→ **Task details**:
Given the records that follow, return each one verbatim.

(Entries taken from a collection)
[Start of section]
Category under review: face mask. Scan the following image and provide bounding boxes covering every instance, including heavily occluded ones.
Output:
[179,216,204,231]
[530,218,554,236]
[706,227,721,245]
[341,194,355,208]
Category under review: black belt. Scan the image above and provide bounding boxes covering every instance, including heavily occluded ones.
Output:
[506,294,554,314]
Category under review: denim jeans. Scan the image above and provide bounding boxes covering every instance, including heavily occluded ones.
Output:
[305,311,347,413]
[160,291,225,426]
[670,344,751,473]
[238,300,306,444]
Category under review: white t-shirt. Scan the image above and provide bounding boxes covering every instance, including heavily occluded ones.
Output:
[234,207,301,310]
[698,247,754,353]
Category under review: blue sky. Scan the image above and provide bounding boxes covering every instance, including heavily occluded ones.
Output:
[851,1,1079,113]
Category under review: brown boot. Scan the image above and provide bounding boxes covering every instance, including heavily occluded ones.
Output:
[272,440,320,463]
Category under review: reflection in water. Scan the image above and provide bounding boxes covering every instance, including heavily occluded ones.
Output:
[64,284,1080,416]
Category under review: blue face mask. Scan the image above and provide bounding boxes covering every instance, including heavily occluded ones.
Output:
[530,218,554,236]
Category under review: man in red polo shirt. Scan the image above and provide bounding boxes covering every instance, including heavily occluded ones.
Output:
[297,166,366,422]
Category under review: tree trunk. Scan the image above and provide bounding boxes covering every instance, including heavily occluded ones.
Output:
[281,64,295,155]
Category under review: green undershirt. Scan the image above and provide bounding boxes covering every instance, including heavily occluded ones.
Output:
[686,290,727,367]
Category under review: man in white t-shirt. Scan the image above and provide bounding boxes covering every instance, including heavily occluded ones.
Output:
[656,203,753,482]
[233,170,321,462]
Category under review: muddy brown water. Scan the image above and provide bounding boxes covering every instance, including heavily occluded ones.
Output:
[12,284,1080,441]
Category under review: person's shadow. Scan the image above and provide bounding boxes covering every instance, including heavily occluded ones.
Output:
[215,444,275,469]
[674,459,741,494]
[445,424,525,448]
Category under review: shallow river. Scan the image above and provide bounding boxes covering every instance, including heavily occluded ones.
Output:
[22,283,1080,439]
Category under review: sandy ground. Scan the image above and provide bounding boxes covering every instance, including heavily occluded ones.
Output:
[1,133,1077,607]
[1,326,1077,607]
[End of section]
→ **Solution**:
Category under review: face mask. Scan the following image and provide bounding boxes covering every instance, including heavily occluded ones.
Output:
[179,216,204,231]
[530,218,554,236]
[706,227,721,245]
[341,194,355,208]
Category under review: black belt. Scan the image above and provide bounding boxes covering every instance, including heavily occluded ones.
Output:
[506,294,554,314]
Category under review: denim jeans. Scan the image above and provide bounding boxes covering every instance, including heavily occluded ones.
Output:
[305,311,347,413]
[160,291,225,426]
[670,344,751,473]
[238,300,306,444]
Category under review: white t-shirt. Scan the image above and provide bounding boxes covering every instance, including heavily occluded ones.
Output:
[234,207,301,310]
[698,247,754,353]
Category under review: blue sky. Scan the image above and provide bounding boxes covering every instance, including heavily occluded ones.
Output:
[851,1,1079,113]
Category under review: brown boot. Scan the image above and provide bounding boxes covering every instance, including heavily occluded ones.
Output:
[272,440,320,463]
Category under review: reflection in water. Scan the image above and provide bounding boxes covering every instance, including heavily occluded ones.
Output:
[64,284,1080,416]
Category under review: blue face mask. Scan the image above and provide bounding boxes covering every instance, including heavily occluded ones.
Output:
[530,218,554,236]
Category under review: man in red polo shirt. Scan the image above and provide bounding boxes covering every instance, including heavily occluded ones.
Output:
[297,166,366,422]
Category under review: tree trunk. Scan the image above and provide bounding boxes covering every instance, including heavily occluded ones.
Output:
[281,64,295,155]
Category under review: green undershirt. Scan the image above and provide bounding boxes covering every instance, including heavily occluded ones.
Output:
[686,290,727,367]
Category under review: man in white t-shirt. Scan the image above and provide bounding boxes covering every instance, including heavily occluded ones.
Output:
[656,203,753,482]
[233,170,321,462]
Category under review: muddy brown water. Scan the image above and provide bounding boxes covering every instance, including heavily occluded ones.
Output:
[12,284,1080,441]
Category under review: person's shadow. Scan the image above and provide bounding boxes covering every instance, including heavily occluded ones.
Output:
[215,444,275,469]
[674,459,741,494]
[445,424,525,448]
Category under review: shallow river. Scan the image above and provide bounding boxes covering every instance, including heavily occluded ones.
Output:
[22,283,1080,439]
Category under review: sandy ground. Scan the image above and provide bounding boxes covering every instance, including heavily occluded ones.
Output:
[1,133,1077,607]
[1,326,1077,607]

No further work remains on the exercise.